» Data:

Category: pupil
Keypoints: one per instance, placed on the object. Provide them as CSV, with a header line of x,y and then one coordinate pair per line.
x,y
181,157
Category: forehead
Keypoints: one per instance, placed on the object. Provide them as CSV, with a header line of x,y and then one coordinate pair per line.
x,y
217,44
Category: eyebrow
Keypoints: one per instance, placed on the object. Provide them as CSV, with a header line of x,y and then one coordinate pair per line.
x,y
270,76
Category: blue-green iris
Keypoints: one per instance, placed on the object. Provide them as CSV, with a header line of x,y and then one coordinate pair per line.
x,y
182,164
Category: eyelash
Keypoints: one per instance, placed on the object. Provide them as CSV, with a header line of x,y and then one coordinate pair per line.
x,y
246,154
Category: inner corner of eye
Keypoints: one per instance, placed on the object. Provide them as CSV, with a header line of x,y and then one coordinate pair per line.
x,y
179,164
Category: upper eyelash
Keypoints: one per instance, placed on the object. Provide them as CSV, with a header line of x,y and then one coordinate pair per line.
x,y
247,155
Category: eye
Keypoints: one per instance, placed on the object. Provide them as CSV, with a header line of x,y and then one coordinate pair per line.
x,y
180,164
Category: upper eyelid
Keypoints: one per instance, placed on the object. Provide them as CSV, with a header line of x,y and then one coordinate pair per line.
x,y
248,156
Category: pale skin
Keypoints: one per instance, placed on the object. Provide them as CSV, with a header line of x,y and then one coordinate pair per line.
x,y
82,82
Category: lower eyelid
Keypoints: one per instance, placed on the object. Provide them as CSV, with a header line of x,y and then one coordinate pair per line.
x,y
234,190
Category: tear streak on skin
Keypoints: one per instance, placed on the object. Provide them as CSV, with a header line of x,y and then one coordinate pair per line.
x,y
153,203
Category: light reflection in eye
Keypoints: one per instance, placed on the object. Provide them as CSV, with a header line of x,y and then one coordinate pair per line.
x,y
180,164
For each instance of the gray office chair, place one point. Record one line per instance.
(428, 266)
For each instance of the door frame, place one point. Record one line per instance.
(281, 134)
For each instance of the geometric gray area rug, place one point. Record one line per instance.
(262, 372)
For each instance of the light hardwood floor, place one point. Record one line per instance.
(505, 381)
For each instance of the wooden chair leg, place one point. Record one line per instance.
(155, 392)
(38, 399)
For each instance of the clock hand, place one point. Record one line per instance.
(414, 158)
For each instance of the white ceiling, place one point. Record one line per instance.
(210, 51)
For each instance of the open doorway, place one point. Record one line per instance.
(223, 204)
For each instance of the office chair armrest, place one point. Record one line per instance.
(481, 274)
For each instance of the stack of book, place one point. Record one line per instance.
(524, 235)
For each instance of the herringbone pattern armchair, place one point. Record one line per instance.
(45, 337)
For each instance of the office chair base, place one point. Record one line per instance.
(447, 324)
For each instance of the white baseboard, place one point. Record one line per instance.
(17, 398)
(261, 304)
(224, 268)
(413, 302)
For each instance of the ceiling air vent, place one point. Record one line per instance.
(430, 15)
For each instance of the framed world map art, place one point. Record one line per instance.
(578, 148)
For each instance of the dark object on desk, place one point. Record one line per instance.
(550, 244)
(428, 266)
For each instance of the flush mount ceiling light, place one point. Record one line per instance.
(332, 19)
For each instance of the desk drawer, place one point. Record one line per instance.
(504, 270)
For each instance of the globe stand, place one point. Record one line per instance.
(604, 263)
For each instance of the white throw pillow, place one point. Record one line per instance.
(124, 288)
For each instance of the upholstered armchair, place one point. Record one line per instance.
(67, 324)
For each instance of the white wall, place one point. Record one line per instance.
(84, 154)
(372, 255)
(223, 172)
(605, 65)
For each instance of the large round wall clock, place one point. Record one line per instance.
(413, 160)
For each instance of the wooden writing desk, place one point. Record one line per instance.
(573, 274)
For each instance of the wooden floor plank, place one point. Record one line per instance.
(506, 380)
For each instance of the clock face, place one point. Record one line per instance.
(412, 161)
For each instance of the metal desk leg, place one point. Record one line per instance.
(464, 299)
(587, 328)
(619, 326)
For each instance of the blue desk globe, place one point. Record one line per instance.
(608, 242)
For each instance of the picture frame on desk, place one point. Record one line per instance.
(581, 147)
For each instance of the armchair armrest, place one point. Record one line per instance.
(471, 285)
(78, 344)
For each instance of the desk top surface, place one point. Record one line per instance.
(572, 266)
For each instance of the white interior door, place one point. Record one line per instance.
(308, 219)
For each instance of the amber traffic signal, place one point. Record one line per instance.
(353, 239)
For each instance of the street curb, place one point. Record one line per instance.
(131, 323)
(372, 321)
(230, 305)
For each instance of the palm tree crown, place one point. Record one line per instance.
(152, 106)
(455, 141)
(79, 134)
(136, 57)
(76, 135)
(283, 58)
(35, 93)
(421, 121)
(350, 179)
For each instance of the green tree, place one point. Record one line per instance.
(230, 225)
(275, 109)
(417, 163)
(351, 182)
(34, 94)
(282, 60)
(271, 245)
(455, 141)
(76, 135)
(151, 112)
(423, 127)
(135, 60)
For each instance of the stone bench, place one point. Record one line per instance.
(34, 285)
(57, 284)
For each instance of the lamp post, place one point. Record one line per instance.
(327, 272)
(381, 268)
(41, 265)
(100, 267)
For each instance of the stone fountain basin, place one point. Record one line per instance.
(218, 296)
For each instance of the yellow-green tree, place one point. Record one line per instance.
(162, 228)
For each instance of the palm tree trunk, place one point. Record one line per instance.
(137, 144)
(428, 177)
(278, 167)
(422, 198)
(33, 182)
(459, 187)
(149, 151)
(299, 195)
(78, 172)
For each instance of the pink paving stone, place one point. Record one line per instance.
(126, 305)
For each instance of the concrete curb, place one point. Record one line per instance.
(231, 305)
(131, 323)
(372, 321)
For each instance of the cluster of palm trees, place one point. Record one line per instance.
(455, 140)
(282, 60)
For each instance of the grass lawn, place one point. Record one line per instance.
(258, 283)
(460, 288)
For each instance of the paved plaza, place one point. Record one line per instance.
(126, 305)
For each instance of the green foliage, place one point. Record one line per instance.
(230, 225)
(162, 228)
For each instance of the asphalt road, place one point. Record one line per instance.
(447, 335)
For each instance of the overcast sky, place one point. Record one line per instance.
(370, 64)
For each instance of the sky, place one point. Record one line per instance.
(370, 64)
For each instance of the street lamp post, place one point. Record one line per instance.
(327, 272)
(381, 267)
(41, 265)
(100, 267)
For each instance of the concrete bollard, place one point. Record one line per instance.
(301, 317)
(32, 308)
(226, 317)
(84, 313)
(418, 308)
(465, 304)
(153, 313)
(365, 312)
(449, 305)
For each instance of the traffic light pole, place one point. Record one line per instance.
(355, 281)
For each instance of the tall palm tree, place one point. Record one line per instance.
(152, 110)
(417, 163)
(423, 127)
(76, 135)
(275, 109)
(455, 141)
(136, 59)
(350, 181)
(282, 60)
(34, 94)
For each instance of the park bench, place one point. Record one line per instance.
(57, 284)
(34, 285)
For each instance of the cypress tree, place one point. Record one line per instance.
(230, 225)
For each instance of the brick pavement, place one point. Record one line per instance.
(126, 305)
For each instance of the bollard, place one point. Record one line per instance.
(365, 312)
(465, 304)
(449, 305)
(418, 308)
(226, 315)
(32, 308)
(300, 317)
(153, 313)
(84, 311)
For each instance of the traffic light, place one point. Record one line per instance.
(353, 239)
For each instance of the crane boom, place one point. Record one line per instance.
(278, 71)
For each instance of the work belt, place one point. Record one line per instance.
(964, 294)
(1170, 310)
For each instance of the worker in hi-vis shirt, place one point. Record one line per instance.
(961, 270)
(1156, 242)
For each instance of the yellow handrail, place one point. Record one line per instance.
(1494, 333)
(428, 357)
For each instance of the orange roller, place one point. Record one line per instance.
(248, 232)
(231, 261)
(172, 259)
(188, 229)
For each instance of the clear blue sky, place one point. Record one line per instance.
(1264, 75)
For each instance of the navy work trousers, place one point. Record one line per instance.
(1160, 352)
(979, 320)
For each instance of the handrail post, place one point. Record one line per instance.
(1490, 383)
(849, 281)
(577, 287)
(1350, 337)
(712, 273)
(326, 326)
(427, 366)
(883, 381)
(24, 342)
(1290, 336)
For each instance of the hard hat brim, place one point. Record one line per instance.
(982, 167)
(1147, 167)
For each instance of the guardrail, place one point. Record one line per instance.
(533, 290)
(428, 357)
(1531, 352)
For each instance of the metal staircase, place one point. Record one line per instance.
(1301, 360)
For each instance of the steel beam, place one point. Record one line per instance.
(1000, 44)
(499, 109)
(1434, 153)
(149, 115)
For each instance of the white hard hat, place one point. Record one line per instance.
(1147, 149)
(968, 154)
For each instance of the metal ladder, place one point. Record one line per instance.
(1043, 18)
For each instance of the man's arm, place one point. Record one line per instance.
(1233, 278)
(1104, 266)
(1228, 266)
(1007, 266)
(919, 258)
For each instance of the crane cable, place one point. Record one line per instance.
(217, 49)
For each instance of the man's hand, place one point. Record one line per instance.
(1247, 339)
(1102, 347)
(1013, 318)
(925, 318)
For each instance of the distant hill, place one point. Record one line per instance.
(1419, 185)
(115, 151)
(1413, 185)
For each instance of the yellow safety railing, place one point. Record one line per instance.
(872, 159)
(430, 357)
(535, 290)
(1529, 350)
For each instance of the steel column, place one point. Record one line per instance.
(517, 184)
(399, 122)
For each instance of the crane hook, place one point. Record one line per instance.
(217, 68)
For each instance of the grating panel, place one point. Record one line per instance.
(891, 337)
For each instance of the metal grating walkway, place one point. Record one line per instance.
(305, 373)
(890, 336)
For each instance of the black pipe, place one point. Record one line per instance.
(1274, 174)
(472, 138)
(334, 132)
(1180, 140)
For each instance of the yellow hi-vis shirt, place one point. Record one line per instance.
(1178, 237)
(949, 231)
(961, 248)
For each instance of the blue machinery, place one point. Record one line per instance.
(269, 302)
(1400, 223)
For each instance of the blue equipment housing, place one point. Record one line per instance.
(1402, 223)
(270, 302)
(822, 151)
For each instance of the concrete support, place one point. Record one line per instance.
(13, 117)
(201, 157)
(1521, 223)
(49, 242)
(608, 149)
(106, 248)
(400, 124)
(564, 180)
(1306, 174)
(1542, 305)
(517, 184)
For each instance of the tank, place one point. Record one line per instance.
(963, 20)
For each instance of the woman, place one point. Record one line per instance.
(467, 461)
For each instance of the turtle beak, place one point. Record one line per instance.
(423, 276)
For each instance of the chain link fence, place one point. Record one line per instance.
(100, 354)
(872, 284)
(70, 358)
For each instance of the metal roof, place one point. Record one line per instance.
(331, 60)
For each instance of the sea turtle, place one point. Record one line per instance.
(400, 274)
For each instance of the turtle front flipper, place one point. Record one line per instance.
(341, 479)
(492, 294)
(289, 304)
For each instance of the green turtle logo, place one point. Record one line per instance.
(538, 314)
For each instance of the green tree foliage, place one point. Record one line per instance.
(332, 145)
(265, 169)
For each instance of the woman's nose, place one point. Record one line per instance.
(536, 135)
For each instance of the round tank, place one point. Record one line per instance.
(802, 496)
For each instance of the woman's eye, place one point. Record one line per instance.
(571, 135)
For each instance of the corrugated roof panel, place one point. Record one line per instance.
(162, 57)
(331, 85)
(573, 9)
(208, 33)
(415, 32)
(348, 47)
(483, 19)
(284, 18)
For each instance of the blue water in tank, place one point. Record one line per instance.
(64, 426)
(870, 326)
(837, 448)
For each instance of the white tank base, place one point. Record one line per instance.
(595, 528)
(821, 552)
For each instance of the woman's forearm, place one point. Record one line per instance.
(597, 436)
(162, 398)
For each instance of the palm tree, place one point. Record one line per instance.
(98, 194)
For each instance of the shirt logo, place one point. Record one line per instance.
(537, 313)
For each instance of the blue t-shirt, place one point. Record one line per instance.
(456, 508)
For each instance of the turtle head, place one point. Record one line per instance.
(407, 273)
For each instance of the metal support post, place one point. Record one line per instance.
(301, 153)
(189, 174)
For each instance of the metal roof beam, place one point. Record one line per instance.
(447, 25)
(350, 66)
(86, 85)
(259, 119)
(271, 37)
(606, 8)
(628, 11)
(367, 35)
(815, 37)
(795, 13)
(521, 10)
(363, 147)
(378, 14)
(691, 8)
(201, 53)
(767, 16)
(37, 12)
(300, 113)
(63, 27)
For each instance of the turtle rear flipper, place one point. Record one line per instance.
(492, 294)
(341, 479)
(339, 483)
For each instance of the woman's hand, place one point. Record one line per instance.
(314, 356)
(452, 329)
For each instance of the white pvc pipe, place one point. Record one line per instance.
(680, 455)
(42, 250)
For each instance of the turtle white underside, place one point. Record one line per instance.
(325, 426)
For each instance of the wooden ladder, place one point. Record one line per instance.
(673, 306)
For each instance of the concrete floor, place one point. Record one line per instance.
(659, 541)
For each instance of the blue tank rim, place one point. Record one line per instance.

» What to work on:
Whatever else the listing above holds, retype exactly only the lines from the one containing "Category: blue-green iris" to the one containing "Category: lower eyelid", both ends kept.

» Answer to this task:
Category: blue-green iris
Keypoints: one per instance, placed on the object. Provide them as CSV, with a header line of x,y and then one coordinate pair per line.
x,y
182,164
Category: eyelash
Keypoints: one per instance, placed on the object. Provide them as CSV, with a header line of x,y and then one coordinate pair per line.
x,y
246,154
Category: inner corner of eye
Keypoints: one per instance, placed on the object. Provide them as CSV, with a header line of x,y and then one coordinate pair per line.
x,y
179,164
Category: upper eyelash
Keypoints: one per instance, placed on the object. Provide them as CSV, with a header line of x,y and then one coordinate pair per line.
x,y
247,155
Category: eye
Keypoints: one per instance, placed on the object. Provide them as CSV, with a header line of x,y and then one coordinate pair per line.
x,y
180,164
Category: upper eyelid
Keypoints: one per instance, placed on the object. Provide them as CSV, with a header line of x,y and then one coordinate pair per line.
x,y
248,156
Category: pale skin
Keypoints: one per instance, placed on the object. Provide them as CSV, with a header line of x,y and then one coordinate pair per line.
x,y
82,82
Category: lower eyelid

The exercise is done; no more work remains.